Task directions ▸
Count the lines of the material below that contain the string "orange", with case counting. Reply with the number alone.
>> Begin The input
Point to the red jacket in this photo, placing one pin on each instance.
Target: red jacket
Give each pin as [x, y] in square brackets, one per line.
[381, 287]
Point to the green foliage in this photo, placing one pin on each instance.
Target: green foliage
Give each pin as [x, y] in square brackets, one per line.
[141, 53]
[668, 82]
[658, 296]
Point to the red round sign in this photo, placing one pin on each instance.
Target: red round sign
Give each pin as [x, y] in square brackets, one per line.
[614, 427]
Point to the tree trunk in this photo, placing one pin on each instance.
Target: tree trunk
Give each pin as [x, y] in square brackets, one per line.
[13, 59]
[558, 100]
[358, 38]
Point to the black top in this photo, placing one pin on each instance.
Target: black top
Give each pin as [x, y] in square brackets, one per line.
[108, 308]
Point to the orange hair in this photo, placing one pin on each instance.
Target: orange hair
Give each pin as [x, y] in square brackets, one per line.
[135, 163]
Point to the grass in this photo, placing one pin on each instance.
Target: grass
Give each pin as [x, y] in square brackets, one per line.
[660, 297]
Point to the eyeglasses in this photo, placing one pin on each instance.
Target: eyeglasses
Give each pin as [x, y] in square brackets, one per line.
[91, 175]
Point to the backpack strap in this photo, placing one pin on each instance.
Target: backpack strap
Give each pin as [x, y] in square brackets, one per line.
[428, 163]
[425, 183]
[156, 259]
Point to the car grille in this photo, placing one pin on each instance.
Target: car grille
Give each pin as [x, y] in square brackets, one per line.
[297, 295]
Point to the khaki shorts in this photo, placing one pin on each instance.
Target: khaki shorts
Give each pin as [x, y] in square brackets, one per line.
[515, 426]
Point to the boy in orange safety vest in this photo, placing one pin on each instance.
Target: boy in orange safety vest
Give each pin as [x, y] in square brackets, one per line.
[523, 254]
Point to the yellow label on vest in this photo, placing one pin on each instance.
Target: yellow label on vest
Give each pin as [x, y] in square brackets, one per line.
>> End The input
>> Begin The input
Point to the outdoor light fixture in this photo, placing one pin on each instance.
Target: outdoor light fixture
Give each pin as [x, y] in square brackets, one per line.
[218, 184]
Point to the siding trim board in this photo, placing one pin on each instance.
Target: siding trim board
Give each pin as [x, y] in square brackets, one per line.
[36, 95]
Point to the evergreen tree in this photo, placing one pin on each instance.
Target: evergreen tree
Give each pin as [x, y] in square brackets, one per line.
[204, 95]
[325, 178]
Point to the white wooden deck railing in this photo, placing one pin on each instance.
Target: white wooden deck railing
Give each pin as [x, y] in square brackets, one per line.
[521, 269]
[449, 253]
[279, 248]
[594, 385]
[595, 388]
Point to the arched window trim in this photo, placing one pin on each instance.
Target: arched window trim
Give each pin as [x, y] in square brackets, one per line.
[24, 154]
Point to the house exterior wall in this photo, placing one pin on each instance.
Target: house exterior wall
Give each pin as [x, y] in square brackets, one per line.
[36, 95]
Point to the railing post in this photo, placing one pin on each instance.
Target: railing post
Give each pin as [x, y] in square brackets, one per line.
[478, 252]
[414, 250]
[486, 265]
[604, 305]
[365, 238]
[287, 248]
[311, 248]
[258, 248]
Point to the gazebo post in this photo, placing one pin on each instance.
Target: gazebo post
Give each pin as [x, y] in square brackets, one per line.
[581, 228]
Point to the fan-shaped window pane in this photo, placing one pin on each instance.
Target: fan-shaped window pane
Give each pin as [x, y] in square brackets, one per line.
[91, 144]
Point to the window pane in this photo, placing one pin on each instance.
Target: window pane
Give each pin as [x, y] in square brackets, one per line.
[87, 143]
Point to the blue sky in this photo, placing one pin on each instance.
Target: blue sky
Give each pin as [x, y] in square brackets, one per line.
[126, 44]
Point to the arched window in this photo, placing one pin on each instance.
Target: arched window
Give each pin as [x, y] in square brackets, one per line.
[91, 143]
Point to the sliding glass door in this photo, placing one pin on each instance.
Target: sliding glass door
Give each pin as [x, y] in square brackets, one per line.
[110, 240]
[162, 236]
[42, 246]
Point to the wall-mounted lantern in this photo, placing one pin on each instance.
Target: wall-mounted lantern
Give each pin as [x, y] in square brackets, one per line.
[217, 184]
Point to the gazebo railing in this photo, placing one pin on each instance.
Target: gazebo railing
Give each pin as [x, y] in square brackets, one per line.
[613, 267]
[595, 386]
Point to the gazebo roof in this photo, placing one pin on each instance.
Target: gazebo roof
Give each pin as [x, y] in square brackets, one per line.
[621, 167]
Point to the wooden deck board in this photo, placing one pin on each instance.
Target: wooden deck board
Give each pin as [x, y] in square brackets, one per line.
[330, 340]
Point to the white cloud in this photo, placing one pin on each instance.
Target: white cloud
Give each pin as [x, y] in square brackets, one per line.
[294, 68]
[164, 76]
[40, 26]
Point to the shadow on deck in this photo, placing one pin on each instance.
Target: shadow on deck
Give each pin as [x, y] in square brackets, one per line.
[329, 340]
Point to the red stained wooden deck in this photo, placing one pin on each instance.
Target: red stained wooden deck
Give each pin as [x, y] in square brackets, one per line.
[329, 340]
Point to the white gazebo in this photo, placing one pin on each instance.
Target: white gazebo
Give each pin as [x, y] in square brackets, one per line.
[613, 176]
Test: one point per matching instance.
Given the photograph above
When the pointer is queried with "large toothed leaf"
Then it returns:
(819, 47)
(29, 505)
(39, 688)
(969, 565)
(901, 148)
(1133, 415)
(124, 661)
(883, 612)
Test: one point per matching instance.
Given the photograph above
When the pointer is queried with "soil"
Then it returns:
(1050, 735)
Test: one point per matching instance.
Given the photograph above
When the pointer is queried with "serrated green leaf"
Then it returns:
>> End The input
>> Begin The input
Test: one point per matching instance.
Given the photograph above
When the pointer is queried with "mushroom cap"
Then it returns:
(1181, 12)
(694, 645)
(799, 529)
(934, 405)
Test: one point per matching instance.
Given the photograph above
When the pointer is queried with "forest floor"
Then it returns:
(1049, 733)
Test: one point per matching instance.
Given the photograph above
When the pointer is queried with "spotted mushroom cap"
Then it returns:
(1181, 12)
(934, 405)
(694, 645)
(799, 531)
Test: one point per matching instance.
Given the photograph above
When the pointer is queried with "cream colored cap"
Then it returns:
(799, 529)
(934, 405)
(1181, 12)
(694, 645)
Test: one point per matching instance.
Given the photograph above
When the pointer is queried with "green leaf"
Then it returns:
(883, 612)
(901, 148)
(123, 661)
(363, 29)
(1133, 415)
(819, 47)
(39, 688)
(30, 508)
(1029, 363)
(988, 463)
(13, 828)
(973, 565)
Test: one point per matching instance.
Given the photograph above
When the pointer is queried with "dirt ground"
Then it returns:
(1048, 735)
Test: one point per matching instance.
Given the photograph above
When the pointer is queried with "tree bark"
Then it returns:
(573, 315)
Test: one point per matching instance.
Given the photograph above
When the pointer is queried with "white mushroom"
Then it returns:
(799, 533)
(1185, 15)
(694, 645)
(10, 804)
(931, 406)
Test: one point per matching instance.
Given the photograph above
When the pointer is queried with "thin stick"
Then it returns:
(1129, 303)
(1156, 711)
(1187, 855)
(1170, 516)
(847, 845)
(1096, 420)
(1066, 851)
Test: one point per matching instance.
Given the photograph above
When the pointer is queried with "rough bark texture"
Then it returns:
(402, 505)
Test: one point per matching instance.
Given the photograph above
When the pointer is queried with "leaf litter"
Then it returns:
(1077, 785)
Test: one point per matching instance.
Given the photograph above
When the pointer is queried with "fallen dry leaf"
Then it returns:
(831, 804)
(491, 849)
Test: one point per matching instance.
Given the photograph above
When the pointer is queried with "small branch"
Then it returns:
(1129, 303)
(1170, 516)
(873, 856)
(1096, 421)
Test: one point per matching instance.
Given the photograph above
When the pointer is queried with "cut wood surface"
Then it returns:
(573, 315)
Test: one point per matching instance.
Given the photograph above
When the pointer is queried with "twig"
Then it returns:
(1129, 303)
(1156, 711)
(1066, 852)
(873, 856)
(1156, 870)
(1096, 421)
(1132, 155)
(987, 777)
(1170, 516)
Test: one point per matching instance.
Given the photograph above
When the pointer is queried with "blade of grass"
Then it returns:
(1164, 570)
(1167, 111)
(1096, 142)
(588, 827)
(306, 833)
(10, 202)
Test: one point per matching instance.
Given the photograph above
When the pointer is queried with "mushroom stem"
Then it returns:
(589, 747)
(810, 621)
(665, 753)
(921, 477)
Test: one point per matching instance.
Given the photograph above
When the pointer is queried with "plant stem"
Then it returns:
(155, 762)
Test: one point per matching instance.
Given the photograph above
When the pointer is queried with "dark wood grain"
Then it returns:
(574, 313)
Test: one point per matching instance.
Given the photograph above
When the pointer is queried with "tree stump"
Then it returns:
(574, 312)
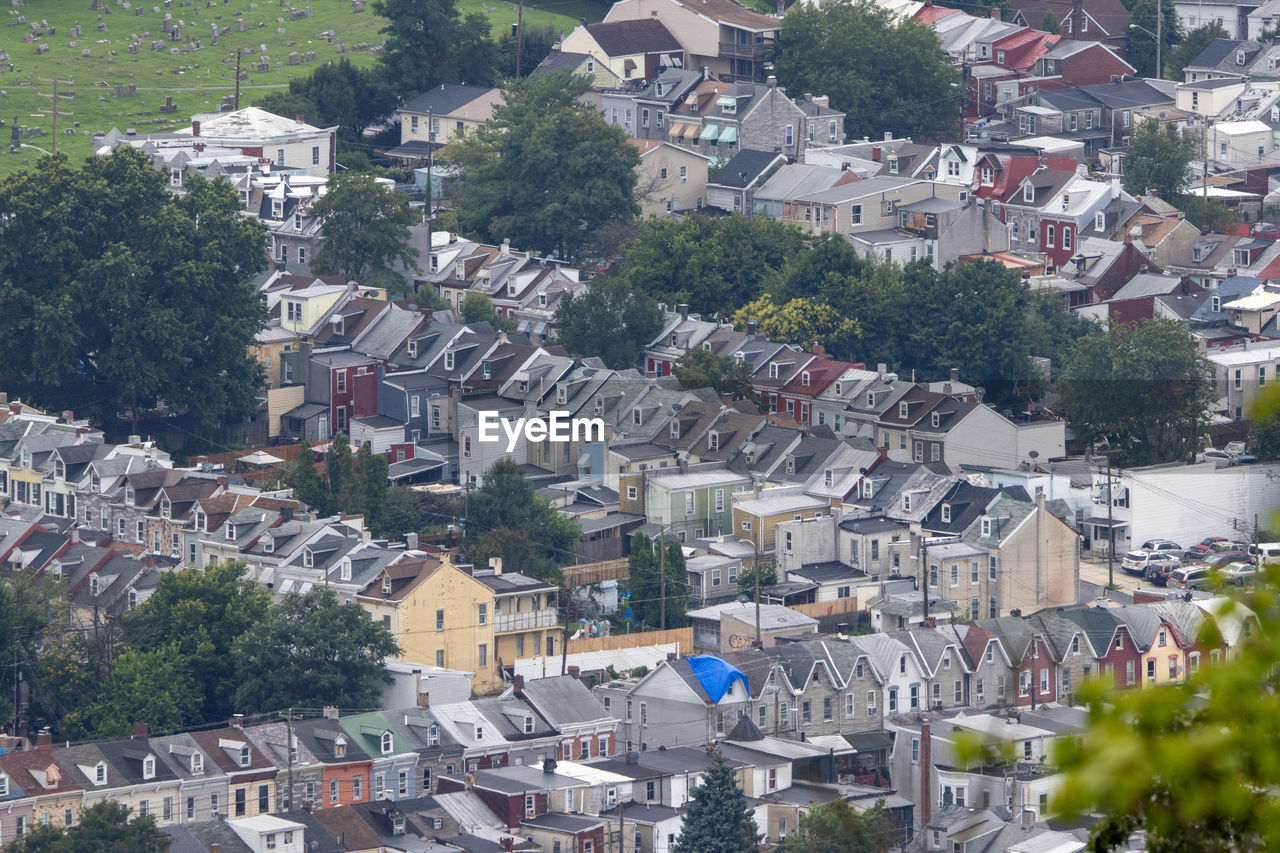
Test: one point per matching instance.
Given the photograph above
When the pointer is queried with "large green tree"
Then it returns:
>> End The input
Solution for this problem ▸
4